→ INFORMATION GIVEN:
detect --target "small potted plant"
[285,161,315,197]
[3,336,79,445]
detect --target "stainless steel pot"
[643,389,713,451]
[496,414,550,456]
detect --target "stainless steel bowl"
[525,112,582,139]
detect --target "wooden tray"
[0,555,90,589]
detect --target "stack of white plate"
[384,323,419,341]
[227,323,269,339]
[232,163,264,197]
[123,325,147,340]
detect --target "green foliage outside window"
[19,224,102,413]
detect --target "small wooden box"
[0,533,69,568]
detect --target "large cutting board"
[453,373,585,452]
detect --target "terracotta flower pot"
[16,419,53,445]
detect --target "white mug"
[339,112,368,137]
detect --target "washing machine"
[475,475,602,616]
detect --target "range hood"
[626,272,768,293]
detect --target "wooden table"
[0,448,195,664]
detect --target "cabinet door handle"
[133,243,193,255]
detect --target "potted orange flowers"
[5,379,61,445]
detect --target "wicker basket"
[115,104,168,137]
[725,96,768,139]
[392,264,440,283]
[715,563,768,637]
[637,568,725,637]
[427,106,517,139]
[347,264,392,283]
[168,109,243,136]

---

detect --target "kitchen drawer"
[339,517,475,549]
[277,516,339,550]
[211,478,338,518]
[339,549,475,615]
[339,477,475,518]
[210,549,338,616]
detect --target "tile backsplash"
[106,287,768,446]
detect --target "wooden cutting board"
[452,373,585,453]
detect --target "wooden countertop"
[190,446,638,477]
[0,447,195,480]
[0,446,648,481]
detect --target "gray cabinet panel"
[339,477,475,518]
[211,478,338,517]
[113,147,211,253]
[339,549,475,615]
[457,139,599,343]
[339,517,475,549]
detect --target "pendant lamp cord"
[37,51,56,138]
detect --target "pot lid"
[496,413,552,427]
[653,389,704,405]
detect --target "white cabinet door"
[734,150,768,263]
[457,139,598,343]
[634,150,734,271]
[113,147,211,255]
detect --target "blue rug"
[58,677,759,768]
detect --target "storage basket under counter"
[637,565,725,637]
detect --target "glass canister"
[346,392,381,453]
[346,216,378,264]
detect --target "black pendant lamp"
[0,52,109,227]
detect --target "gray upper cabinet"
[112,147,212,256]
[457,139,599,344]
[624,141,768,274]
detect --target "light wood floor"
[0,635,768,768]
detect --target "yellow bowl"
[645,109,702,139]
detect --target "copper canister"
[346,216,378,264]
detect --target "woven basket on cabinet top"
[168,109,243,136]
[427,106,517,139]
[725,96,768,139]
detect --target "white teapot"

→ WORK TO DO:
From both blocks of lines above, extract every line that contains the word "cabinet" and copy each one unchanged.

→ SOLUTION TO THIS EXERCISE:
detect --target "cabinet door handle"
detect --target "gray cabinet panel"
detect --target "white cabinet door"
detect --target "gray upper cabinet"
detect --target "woven basket on cabinet top"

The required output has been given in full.